[[ Source records, beginning ]]

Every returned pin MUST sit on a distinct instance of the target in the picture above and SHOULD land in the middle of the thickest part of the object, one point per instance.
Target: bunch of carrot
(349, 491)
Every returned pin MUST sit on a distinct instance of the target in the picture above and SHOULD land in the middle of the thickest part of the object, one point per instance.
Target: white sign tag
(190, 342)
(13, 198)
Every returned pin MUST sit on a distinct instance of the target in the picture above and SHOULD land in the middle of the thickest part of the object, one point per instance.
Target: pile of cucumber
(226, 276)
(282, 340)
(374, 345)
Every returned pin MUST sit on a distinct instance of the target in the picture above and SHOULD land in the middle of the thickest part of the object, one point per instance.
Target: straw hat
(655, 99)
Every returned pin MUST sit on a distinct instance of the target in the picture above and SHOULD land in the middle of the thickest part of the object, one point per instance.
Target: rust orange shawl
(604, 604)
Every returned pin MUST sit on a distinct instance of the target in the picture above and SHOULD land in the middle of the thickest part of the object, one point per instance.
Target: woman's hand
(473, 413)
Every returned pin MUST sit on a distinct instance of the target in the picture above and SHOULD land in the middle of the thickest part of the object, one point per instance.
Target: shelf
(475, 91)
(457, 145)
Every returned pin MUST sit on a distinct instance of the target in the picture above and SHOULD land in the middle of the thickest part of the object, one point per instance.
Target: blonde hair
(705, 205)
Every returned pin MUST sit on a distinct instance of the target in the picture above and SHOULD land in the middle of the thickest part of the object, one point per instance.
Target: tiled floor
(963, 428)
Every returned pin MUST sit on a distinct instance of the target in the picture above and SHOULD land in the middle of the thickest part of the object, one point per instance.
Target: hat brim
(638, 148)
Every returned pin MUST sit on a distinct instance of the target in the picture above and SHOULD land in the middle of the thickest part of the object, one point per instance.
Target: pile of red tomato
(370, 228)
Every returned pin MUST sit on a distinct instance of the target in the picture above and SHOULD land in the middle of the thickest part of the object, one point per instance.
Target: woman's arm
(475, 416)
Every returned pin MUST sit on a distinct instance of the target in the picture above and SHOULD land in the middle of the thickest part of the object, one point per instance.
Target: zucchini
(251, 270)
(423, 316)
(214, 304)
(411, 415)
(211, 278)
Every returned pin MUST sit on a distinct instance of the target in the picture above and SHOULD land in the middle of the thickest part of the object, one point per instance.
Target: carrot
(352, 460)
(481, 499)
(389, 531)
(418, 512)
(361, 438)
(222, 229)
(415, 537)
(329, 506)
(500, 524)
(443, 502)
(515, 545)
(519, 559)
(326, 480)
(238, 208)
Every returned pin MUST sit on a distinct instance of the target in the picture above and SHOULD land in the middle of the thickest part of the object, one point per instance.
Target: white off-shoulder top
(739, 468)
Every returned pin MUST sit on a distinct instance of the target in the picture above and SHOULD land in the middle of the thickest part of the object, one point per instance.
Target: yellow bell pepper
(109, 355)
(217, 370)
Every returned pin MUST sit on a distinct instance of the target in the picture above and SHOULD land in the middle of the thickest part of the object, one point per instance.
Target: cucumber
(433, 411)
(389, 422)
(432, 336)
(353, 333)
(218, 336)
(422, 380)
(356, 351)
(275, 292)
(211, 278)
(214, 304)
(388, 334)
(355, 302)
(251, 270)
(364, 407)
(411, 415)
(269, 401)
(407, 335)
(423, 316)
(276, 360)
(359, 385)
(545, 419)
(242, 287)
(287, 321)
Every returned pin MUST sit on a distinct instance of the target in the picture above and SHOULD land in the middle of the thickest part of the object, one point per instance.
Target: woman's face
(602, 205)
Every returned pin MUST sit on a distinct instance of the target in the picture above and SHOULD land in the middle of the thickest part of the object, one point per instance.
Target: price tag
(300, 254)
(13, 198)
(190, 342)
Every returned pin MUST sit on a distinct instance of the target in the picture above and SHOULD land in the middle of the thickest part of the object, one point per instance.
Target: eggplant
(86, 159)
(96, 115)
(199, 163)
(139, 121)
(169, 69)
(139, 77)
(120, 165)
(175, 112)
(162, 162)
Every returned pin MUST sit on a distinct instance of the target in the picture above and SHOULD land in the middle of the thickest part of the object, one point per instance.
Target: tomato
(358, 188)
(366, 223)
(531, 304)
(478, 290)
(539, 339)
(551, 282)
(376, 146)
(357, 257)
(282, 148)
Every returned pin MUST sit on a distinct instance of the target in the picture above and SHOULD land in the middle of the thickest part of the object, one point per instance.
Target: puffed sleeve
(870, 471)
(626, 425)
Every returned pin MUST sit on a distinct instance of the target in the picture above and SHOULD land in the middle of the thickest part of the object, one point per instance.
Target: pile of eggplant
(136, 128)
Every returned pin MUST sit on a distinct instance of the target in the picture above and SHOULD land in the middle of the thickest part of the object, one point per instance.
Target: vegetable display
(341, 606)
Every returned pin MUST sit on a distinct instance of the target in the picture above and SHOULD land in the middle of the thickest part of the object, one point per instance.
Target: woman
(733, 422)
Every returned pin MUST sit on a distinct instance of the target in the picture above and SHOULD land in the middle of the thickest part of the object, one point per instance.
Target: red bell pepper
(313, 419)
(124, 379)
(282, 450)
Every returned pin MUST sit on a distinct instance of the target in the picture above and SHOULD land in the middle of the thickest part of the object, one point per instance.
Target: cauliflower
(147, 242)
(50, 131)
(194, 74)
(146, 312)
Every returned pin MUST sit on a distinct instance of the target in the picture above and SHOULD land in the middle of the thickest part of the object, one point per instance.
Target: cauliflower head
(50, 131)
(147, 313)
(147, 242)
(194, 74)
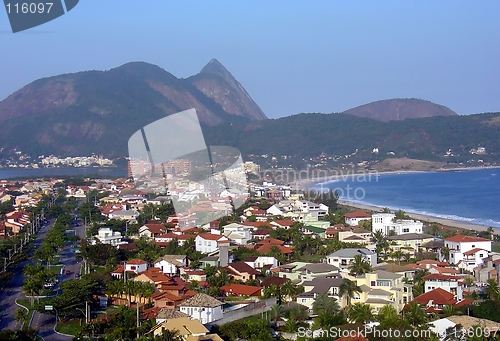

[[ Source records, end ]]

◆ What you will do ◆
Above are the records. Copy exactly, and only, the lines from the line containing "Target: eggplant" through the last one, omitting any pictures.

◆ Your solution ◆
Target: eggplant
(86, 159)
(96, 115)
(199, 163)
(139, 121)
(169, 69)
(139, 77)
(120, 165)
(175, 112)
(162, 162)
Every returned pin MUST sit on a distinct instance of the target in the picture above and SHOULD land in the middle of the thickest part of the object, one point per instance.
Target: tomato
(358, 188)
(366, 223)
(531, 304)
(478, 290)
(539, 339)
(551, 282)
(376, 146)
(357, 257)
(282, 148)
Every returned pin MUST sit on a distinct instance of the target in the picture above and SHOULD land in the middle of the thickest part of the object, one point per instance.
Target: puffed sleeve
(870, 471)
(626, 425)
Every returned pin MUST sit on a distinct instance of the target in the picture above and SHOULD land in the middle of the thickest part of the object, one point per instance.
Target: pile of eggplant
(136, 128)
Every returned pin MUST sit on a distinct instance of the target in the picture above and SHOULD land in the middle of the thickest part of the object, one point per instance.
Target: vegetable display
(341, 606)
Every returned pin MUST sit on a distinct instance of the target in the picture above and SHOULD land in the middle of the thickest part of the object, one point per instance.
Target: woman
(733, 422)
Every returned pin MUST sit on a distinct instance of the target in the picture above and SHOULD land in the middle of the thickest part of the object, one point per instance.
Target: red bell pepper
(313, 419)
(124, 379)
(282, 450)
Every returned pin MUST sit on a distinct instance of the target in the picture above and SHOULD land in the middle of the thickest part of the object, one point per instance.
Target: cauliflower
(147, 242)
(50, 131)
(194, 74)
(146, 312)
Every returned pin MUST sit on a distinct instance of the target in the picture above and SHOULD land in the middle of the thickest part of the object, one point per instance.
Target: cauliflower head
(50, 131)
(147, 313)
(147, 242)
(194, 74)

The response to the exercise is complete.